● WHAT YOU NEED TO DO
Once you find a line containing the word "marker" in the entries below, copy it.

● EXERCISE INPUT
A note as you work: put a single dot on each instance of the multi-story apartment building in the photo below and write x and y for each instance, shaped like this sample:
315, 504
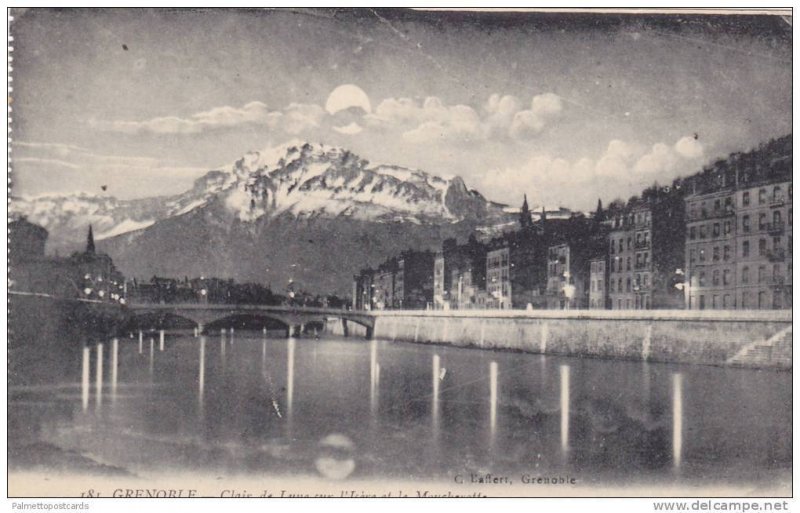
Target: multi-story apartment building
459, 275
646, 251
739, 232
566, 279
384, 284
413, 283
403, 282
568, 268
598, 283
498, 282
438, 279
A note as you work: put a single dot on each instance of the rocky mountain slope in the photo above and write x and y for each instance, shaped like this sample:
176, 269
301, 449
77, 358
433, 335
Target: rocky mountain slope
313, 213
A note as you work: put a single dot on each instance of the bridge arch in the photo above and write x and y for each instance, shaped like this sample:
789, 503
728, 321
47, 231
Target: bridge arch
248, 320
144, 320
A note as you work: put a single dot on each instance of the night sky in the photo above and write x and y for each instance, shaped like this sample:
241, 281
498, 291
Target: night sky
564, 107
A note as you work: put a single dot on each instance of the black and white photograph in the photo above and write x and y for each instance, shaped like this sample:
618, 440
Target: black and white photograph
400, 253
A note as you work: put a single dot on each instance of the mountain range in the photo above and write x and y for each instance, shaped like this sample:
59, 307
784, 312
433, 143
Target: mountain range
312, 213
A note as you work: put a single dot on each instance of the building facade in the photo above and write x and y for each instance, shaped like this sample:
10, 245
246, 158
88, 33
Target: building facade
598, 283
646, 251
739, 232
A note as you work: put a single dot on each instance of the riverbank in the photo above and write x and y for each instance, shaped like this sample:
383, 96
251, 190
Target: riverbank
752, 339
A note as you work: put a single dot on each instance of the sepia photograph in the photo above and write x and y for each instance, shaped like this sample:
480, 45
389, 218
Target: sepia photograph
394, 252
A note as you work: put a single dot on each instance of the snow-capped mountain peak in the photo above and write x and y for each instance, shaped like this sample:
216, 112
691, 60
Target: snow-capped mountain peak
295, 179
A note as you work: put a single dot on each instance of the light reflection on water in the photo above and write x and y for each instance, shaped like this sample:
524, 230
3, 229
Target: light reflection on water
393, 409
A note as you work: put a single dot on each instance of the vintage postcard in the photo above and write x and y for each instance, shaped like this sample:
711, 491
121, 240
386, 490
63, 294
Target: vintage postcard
--
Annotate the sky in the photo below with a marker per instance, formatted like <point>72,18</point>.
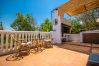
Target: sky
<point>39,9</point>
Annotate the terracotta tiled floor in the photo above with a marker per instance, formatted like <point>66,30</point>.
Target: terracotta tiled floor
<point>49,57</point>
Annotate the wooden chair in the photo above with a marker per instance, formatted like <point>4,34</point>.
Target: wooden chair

● ANSWER TO THIS EXERCISE
Annotate the sky in the photo below with a marker per instance, formatted like <point>72,18</point>.
Annotate the terracotta tiled floor in the photo above with a marker per instance, formatted like <point>66,30</point>.
Annotate the wooden chair in the photo above with a marker per instance, formatted like <point>4,34</point>.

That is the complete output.